[Coordinate labeling data]
-- Begin --
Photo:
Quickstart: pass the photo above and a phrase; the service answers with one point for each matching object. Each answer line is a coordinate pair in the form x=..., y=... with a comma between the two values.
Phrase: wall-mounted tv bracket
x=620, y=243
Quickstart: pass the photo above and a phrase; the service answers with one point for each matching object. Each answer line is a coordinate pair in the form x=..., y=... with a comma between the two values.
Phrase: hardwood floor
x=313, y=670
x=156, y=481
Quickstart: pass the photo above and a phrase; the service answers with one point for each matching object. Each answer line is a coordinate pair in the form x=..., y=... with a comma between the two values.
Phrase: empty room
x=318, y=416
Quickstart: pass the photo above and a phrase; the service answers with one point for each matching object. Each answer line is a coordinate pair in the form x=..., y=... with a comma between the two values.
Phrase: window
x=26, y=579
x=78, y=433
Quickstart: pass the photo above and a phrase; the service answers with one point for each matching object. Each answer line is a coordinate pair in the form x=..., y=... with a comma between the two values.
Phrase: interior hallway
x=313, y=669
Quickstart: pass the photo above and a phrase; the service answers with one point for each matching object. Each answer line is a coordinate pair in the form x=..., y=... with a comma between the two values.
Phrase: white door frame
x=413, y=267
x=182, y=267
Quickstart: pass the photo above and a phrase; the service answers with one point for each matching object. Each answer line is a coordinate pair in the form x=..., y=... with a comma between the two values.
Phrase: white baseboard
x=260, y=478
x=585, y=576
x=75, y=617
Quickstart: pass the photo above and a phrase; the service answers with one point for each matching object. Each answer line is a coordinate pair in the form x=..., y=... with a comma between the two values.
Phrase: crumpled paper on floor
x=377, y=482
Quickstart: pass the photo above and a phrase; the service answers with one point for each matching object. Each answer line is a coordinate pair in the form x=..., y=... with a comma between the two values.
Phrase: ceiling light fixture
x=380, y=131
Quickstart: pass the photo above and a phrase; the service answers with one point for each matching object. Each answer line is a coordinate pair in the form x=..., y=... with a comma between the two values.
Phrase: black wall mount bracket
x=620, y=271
-- End --
-- Begin --
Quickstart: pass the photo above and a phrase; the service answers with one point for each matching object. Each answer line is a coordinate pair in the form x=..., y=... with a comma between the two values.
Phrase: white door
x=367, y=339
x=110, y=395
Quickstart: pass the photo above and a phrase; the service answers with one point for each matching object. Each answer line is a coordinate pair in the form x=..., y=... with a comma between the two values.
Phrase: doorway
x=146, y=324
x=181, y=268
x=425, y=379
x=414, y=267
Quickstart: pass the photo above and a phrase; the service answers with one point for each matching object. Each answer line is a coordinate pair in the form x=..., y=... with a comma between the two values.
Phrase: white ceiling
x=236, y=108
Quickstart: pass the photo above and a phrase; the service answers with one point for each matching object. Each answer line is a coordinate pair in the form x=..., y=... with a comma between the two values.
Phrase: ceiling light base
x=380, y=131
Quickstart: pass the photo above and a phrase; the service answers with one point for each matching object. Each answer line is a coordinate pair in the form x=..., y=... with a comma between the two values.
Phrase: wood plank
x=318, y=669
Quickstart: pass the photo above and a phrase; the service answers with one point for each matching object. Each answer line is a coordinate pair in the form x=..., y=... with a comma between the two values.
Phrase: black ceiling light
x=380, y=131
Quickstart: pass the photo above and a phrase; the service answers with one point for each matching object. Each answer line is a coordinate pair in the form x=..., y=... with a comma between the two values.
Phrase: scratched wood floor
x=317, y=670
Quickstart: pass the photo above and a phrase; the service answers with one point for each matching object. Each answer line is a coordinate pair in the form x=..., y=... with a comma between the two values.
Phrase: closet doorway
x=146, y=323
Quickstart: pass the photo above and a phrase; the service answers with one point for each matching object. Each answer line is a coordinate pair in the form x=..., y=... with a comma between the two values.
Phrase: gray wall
-- End --
-- Begin --
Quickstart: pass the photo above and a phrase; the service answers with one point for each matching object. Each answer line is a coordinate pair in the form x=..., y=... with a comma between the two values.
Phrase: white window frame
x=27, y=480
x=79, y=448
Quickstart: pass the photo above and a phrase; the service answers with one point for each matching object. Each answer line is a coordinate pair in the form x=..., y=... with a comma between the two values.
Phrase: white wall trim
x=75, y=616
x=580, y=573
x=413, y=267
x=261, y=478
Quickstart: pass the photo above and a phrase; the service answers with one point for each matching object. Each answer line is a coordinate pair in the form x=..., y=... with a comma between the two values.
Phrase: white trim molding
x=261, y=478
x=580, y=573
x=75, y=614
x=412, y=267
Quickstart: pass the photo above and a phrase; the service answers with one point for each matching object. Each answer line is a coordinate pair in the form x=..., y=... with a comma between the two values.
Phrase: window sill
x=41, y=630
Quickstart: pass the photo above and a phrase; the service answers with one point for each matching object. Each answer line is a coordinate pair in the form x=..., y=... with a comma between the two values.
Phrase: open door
-- End --
# Work to complete
Pick out every line in the listing above that contains the string "window", and copy each one.

# Solution to this exercise
Phrase: window
Phrase: white window frame
Phrase: window sill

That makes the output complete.